## STATED EXERCISE
Arrange the rows as a JSON list of strings, one string per line and no entries for blank lines, beginning with the line that contains "the blue denim" and continuing through the last line of the rows, both included.

## DATA TO PROCESS

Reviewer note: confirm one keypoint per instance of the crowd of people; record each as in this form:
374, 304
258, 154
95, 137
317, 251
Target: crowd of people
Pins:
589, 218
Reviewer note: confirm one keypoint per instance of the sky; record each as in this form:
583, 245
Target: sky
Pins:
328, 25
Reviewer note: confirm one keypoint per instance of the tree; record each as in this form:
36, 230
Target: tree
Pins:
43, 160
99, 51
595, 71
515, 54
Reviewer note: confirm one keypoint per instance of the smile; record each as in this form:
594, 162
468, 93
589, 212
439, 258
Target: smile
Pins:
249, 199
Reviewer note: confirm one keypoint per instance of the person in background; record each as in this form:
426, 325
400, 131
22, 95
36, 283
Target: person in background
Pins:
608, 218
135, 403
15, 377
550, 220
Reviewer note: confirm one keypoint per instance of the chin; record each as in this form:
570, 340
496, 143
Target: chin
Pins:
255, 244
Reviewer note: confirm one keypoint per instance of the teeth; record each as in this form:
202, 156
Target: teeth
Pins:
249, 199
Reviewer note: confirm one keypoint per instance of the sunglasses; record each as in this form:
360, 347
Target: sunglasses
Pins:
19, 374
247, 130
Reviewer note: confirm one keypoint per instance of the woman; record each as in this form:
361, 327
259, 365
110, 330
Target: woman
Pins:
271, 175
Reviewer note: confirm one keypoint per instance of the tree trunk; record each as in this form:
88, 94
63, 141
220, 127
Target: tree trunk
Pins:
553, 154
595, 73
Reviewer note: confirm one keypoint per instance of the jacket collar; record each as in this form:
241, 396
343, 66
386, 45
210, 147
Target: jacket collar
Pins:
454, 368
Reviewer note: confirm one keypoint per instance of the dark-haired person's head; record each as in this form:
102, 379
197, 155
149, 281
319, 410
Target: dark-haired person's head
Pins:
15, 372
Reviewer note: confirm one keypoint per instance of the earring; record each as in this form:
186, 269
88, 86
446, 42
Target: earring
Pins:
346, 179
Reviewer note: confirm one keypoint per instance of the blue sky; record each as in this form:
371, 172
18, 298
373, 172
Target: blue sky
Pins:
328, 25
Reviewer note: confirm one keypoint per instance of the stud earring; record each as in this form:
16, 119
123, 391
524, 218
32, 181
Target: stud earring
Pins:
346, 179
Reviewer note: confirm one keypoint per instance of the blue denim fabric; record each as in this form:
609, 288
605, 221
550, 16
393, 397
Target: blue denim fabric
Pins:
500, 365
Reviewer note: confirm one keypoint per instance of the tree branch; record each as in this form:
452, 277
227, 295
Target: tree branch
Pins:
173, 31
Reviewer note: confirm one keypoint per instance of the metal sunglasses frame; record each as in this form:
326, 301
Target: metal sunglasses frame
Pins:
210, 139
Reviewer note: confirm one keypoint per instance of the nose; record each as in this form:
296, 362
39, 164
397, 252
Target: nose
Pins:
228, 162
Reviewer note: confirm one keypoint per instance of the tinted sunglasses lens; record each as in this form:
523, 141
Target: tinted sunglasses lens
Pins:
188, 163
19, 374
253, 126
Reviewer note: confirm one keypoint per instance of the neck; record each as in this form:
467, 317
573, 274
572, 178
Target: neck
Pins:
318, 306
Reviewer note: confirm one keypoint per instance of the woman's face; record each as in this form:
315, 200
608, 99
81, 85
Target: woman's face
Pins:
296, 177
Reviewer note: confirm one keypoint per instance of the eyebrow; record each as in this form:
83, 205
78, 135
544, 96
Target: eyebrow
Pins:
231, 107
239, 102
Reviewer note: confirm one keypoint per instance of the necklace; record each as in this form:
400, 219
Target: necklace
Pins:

## PROBLEM SOLUTION
[
  "Reviewer note: confirm one keypoint per instance of the blue denim fabric; record each as in this form:",
  "609, 288",
  "605, 221",
  "550, 16",
  "393, 397",
  "Target: blue denim fabric",
  "Pins:",
  "500, 365",
  "Reviewer note: confirm one keypoint per instance of the tree branch; record each as in this form:",
  "452, 277",
  "227, 295",
  "Target: tree branch",
  "Pins:",
  "173, 31",
  "Reviewer note: confirm one keypoint per instance of the metal sunglasses frame; record each as in this form:",
  "326, 301",
  "Target: metal sunglasses frame",
  "Pins:",
  "210, 139",
  "Reviewer note: confirm one keypoint per instance of the nose; record each as in this form:",
  "296, 362",
  "39, 164",
  "397, 252",
  "Target: nose",
  "Pins:",
  "228, 162",
  "Reviewer note: confirm one keypoint per instance of the tinted sunglasses lens; record each as in this form:",
  "523, 141",
  "Target: tinted sunglasses lens",
  "Pins:",
  "188, 163",
  "19, 374",
  "253, 126",
  "Reviewer note: confirm one keypoint per instance of the neck; record each as in this form:",
  "467, 317",
  "573, 274",
  "572, 178",
  "Target: neck",
  "Pins:",
  "318, 306",
  "Reviewer note: confirm one keypoint per instance of the woman's face; record each as in this form:",
  "315, 200",
  "608, 99",
  "81, 85",
  "Target: woman's face",
  "Pins:",
  "296, 177",
  "Reviewer note: confirm one keypoint per instance of the eyebrow; record each as in this form:",
  "83, 205",
  "78, 135",
  "544, 96",
  "Target: eyebrow",
  "Pins:",
  "231, 107",
  "239, 102",
  "Reviewer note: confirm one keypoint per instance of the necklace; record each as in this form:",
  "400, 219",
  "Target: necklace",
  "Pins:"
]